*Input data*:

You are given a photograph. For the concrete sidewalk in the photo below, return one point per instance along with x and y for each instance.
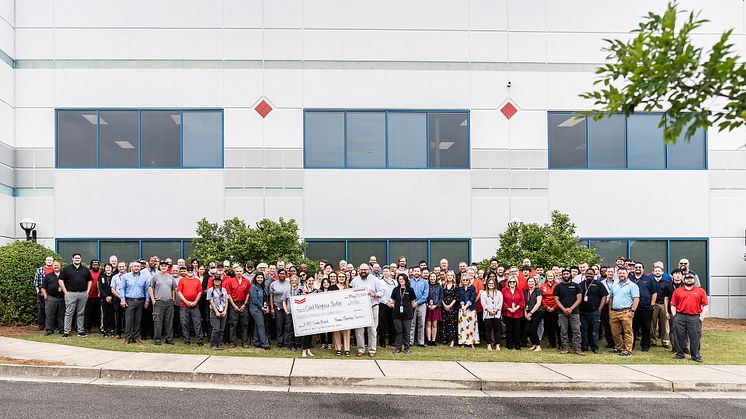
(84, 365)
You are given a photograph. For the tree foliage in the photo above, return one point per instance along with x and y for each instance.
(18, 263)
(545, 244)
(660, 69)
(234, 240)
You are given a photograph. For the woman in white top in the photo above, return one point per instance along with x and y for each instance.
(492, 303)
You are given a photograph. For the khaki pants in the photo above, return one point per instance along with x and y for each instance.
(659, 325)
(621, 329)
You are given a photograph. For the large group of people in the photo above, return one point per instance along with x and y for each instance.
(570, 308)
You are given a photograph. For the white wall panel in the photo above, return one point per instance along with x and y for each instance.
(528, 47)
(384, 14)
(34, 127)
(243, 128)
(242, 44)
(34, 88)
(7, 38)
(242, 87)
(138, 44)
(489, 216)
(384, 45)
(488, 46)
(36, 43)
(726, 257)
(243, 13)
(284, 88)
(139, 88)
(139, 13)
(247, 208)
(527, 15)
(365, 218)
(528, 130)
(489, 129)
(143, 214)
(386, 89)
(569, 189)
(488, 14)
(41, 209)
(7, 124)
(34, 13)
(284, 128)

*Task objective*:
Only the lines from the one that holds "You are given a photograph. For the white" through the end of the records should appear in the answer, each restated exactly.

*Result below*:
You are given a photograph. For the white wall panel in the photo above, return one point per instance along with x and y for each instance.
(528, 47)
(384, 14)
(34, 127)
(243, 128)
(242, 44)
(34, 88)
(7, 38)
(242, 87)
(138, 44)
(489, 216)
(384, 45)
(488, 46)
(36, 43)
(726, 257)
(243, 13)
(284, 88)
(139, 88)
(139, 13)
(247, 208)
(527, 15)
(365, 218)
(528, 130)
(489, 129)
(143, 214)
(386, 89)
(569, 189)
(488, 14)
(41, 209)
(7, 124)
(34, 13)
(284, 128)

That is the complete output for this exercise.